* **Task**
The full set of records needs to be retyped exactly.

* **Data listing**
════
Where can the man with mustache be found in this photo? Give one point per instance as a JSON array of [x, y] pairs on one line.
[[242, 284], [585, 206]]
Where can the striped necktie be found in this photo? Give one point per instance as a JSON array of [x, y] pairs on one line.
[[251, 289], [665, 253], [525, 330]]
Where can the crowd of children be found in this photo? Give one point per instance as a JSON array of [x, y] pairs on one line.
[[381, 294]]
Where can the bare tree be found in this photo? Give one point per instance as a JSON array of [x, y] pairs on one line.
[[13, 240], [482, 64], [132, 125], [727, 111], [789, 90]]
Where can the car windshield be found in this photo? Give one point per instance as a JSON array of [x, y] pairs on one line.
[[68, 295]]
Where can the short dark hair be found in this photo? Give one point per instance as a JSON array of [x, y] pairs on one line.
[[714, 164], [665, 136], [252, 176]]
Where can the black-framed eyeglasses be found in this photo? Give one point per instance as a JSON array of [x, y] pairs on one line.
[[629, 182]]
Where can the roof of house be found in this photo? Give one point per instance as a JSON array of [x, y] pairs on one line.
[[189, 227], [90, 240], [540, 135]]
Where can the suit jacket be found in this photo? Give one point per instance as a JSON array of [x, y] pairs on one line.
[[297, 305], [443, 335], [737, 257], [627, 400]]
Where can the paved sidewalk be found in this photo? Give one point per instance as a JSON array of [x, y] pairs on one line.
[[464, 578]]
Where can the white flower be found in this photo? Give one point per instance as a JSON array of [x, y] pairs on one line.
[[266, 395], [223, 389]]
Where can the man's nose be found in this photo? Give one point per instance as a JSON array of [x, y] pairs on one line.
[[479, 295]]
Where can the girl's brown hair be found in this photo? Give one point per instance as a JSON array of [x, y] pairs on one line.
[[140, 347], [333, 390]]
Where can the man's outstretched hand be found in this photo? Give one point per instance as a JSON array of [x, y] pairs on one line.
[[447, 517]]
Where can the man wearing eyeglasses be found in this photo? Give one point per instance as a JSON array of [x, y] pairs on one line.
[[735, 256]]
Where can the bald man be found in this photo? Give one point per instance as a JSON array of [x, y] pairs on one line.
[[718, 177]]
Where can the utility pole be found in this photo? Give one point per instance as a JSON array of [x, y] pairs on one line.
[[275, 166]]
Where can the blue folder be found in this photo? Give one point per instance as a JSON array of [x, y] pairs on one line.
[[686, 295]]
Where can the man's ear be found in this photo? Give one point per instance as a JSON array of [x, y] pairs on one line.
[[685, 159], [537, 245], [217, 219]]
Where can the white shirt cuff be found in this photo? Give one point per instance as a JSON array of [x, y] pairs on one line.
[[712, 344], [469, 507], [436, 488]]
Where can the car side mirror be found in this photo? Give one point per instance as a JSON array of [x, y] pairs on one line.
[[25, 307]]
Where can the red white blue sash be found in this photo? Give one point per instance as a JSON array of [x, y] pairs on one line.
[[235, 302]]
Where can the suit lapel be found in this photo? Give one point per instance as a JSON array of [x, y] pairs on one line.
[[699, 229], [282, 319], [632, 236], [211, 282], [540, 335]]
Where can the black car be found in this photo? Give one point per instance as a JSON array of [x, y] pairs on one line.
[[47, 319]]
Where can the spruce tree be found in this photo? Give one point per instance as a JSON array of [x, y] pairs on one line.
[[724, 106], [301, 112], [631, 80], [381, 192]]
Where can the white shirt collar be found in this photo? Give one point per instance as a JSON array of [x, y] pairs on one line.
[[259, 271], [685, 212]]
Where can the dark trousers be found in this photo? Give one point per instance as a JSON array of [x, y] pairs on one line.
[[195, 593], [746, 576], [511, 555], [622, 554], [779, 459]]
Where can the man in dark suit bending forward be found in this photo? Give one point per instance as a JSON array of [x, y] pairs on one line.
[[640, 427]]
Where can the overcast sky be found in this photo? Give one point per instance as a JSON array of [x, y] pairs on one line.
════
* **Answer box**
Where can the man with mustache be found in this photo? Give one point per instance as a JSON array of [x, y] pairs on one line.
[[242, 284], [585, 206]]
Where can the striped necktie be found in this photo? Give one point per instance as a JSON array of [x, y] pairs on one line.
[[251, 289], [665, 253], [525, 330]]
Where can the crowd of children be found in this photo? Give one point per instance as a JSON array of [x, y] pairs on one line.
[[381, 294]]
Where can the bare tree be found in this photo? Give one point per instance as a JSON array of [x, y] pairs on one line.
[[13, 240], [482, 64], [132, 125], [727, 111], [789, 90]]
Where can the car windshield be found in this photo? Give one point per instance as a JSON array of [x, y] pairs on one line.
[[68, 295]]
Where can the short dark hair be found in this photo? Give one point per instance as a JSON array of [x, y] pairs on one line.
[[714, 164], [665, 136], [252, 176]]
Where can the black-framed eyeglasses be found in this photo? Give one point per instance as a JSON array of [x, y] pairs on one line.
[[629, 182]]
Where can the roof of house be found in this photo? Give one point per instance as a JSON array of [x, y] pairs on one line.
[[189, 227], [90, 240], [540, 135]]
Where can the suit jacket be found in this photo? Give one point per instance as a JSON array of [x, y] pairs on one line.
[[297, 305], [443, 335], [737, 257], [627, 400]]
Where can the paved sidewalk be found in this photo? Give one point per instance as a JSON array of [x, y] pairs on one line.
[[464, 578]]
Where can the white flower be found in this photo? Give one point per instance as a JSON array of [x, y] pairs on one line.
[[266, 395], [223, 389]]
Where can the man's nose be found in this photo? Give one point per instance as a JSON array of [x, y] pairs on one line.
[[479, 295]]
Where can the girl's brown hair be found in this photo? Give one point per instance as a JSON array of [x, y] pairs on one line.
[[140, 347], [333, 390]]
Where can the man's outstretched hand be found in this photo? Give one point per instance as a JSON array of [x, y] pairs on one line.
[[447, 517]]
Where can the man wearing eyeglasses be found in this photo? Give one point per instance as a JSON array of [x, y] pairs on one line.
[[735, 256]]
Where can the bald man be found in this photo? Give one point per instance as a JSON array of [x, y] pairs on one line.
[[718, 177]]
Where can the utility pole be found in this photo? Give one point per instance as a JSON array of [x, y] pairs on one line.
[[275, 166]]
Where can the blue folder be found in this photo? Give one point per instance as a JSON array of [x, y] pairs on one line.
[[686, 295]]
Where can the man's ear be found in this photo? Give one point per instance as a JSON array of [x, y] pairs on one line.
[[685, 159], [537, 245], [217, 219]]
Where can the white shirt cuff be found in this photo? Give one point per instance as a JSON array of [x, y] pairs on one line.
[[712, 344], [469, 507], [436, 488]]
Where can the car side mirror be found in this photo? Give one point per instance as a JSON array of [x, y] pairs on one line.
[[25, 307]]
Where can the red white blue sash be found in this photo? Give one point per instance as a JSON array of [x, y] pairs on one line.
[[235, 302]]
Where can the suit lapel be found in this photo? Give one point per instance as a JSON array of [x, y] pairs on one line.
[[699, 229], [282, 319], [632, 236], [211, 282], [540, 335]]
Where can the black car be found in this photo? Give one point per instance as a JSON array of [x, y] pairs on one line.
[[47, 319]]
Where can the spruce tree be found in this photo? Give one point per instance as a JSON array of [x, y] pairs on one line.
[[724, 106], [301, 112], [631, 80], [381, 192]]
Where can the white shirt collar be found in this photo? Give one point per instance as a JSON array of [x, y] pairs on one line.
[[259, 271], [685, 212]]
Where can the dark trousers be found in this photo? Give one point per instance as a JSON array of [x, y] pairs on one line.
[[195, 593], [746, 576], [511, 555], [622, 554], [779, 459]]
Where can the man in dark suit bending forward be found in this photo? Give one point per instance as a JSON array of [x, y] pairs on one line.
[[640, 427]]
Where can the overcast sky be found in this photo? Give one point per instance as a JSON array of [x, y] pairs on one line.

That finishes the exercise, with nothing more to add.